WHAT IS EXPECTED:
Pull out each line of the data that includes the word "shovel".

=== DATA FOR THE TASK ===

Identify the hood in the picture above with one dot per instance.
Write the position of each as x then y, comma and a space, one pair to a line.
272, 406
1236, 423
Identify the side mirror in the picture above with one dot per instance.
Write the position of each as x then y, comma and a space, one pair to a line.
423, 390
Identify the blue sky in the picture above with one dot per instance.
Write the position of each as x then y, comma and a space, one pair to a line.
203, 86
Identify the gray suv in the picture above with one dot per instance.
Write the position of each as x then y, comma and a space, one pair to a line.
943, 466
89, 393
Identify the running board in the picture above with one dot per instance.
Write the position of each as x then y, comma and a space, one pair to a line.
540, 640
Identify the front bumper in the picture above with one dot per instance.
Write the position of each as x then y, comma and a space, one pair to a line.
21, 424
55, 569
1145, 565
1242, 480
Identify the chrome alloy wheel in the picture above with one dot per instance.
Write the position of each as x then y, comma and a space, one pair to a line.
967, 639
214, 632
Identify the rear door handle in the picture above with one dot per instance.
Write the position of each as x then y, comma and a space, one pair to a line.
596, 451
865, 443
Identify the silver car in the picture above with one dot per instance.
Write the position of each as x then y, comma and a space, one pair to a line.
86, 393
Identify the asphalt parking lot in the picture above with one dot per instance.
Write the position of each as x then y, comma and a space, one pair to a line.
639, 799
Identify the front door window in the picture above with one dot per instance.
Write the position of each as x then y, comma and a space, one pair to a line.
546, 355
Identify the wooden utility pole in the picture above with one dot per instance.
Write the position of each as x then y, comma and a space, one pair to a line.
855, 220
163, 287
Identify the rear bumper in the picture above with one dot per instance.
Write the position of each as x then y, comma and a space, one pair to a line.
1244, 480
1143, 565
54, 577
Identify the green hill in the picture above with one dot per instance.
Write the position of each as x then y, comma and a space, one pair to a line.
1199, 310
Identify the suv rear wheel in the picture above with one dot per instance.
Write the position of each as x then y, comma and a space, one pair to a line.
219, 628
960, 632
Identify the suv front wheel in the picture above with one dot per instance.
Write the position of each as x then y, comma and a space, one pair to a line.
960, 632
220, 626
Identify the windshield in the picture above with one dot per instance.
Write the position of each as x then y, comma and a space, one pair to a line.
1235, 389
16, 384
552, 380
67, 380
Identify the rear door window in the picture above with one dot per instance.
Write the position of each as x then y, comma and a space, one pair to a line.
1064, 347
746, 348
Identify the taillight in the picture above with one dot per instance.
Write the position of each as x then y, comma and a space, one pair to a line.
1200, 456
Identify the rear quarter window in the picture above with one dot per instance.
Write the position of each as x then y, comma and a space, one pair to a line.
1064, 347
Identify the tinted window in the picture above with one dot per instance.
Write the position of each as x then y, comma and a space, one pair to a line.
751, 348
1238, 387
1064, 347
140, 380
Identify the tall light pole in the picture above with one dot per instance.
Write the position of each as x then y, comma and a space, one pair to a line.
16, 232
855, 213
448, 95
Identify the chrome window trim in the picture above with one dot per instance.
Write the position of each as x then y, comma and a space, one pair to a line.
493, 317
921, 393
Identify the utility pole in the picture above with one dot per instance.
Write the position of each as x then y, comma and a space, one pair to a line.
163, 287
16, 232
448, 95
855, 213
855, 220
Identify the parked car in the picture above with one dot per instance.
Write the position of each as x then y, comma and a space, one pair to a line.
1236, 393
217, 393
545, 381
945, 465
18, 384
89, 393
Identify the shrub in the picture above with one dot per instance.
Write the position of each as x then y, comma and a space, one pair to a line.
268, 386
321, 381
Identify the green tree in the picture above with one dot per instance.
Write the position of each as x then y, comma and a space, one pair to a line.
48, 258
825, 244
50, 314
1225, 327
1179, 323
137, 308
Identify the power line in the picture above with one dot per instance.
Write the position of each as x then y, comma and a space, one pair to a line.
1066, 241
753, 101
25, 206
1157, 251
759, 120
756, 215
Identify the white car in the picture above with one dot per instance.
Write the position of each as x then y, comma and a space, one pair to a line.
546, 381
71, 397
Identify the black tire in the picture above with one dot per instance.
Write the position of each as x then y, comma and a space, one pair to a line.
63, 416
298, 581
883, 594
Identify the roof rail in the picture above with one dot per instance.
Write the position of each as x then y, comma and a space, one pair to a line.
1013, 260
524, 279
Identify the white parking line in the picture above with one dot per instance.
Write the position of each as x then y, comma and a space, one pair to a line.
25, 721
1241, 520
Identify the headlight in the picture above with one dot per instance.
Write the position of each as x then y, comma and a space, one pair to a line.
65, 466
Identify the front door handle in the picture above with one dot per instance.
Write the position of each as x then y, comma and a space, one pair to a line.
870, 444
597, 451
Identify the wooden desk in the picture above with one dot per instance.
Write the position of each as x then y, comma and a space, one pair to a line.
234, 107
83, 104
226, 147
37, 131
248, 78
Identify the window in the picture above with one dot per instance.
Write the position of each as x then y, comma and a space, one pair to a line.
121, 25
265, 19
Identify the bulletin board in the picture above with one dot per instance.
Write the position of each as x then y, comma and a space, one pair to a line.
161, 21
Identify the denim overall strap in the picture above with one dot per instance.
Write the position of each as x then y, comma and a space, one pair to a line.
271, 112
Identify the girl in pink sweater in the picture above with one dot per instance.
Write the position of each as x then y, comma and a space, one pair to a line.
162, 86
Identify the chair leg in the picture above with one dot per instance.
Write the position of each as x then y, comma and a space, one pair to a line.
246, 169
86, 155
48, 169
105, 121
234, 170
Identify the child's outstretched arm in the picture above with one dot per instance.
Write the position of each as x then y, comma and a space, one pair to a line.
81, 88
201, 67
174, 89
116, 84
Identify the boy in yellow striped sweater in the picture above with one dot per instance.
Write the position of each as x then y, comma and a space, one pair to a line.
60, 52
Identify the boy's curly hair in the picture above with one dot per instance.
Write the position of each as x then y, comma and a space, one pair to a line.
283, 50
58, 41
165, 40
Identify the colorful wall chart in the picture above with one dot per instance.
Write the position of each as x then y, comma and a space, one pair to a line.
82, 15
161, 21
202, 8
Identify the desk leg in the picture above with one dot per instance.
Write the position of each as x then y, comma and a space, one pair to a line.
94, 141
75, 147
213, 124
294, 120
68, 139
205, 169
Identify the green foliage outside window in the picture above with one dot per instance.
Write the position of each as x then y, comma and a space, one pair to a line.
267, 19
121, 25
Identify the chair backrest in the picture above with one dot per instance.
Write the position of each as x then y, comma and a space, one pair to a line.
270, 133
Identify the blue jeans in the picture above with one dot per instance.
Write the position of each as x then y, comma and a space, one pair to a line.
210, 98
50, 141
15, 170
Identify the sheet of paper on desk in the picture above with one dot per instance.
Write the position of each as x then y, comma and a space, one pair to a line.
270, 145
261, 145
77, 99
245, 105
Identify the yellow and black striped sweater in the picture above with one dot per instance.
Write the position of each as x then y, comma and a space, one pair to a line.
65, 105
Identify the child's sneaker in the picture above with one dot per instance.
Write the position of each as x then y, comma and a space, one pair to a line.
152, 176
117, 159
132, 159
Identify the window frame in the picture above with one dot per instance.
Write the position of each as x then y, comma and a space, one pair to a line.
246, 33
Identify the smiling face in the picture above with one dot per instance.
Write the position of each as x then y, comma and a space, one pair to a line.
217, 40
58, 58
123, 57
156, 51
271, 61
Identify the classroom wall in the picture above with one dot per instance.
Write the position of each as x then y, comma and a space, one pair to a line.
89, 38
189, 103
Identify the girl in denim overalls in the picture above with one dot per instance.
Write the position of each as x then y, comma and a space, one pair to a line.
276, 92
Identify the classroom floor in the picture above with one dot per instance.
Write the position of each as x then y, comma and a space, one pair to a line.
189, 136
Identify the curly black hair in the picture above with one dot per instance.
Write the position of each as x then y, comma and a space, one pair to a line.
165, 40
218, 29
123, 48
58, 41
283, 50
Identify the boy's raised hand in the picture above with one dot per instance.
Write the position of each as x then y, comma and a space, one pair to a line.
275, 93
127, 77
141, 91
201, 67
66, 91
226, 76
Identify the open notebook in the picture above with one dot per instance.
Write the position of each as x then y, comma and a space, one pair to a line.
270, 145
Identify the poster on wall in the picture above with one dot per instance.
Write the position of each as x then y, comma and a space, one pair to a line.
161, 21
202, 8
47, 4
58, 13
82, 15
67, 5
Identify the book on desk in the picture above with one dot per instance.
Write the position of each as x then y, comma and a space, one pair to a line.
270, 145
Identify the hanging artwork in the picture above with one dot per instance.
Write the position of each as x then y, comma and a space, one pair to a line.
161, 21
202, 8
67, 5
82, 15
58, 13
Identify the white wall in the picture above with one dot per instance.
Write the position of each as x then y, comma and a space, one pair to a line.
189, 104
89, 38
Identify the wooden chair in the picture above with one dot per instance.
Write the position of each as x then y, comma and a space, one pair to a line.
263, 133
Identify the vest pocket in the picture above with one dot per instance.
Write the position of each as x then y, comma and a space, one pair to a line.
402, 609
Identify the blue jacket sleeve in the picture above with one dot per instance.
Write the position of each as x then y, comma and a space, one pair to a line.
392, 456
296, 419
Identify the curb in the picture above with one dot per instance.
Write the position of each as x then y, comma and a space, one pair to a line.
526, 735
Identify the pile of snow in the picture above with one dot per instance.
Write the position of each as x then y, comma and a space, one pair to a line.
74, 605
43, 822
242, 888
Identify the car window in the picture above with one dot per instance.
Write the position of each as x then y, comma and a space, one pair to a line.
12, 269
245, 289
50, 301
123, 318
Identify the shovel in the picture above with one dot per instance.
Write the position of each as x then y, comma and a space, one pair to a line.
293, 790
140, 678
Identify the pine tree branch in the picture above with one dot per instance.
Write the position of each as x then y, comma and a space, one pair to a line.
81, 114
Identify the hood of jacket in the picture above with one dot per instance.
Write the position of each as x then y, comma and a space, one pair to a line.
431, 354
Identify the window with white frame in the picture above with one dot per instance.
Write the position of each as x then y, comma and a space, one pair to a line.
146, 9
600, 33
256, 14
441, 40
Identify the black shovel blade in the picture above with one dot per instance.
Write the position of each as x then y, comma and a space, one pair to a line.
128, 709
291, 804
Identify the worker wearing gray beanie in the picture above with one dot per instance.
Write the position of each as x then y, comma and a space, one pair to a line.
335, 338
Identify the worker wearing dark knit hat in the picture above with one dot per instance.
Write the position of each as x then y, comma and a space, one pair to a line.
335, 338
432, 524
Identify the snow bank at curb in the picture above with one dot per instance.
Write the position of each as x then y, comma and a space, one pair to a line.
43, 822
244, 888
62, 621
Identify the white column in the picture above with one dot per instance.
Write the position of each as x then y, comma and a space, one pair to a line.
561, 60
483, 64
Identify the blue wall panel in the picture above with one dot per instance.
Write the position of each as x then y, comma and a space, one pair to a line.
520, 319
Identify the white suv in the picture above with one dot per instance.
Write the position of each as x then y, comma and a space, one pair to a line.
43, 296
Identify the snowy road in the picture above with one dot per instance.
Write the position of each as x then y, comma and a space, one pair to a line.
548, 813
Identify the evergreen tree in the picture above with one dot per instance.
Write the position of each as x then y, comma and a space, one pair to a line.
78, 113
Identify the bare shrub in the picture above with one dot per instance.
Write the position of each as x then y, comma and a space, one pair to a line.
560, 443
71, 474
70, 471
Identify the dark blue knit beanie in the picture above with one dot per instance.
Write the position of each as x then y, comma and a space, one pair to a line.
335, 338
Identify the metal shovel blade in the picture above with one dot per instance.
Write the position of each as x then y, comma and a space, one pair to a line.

===

EXERCISE SOLUTION:
Identify the shovel in the picture above with one dot per instance.
Identify the black shovel blade in the picture above with one dot per instance.
Identify the metal shovel blade in the picture above with one dot per instance.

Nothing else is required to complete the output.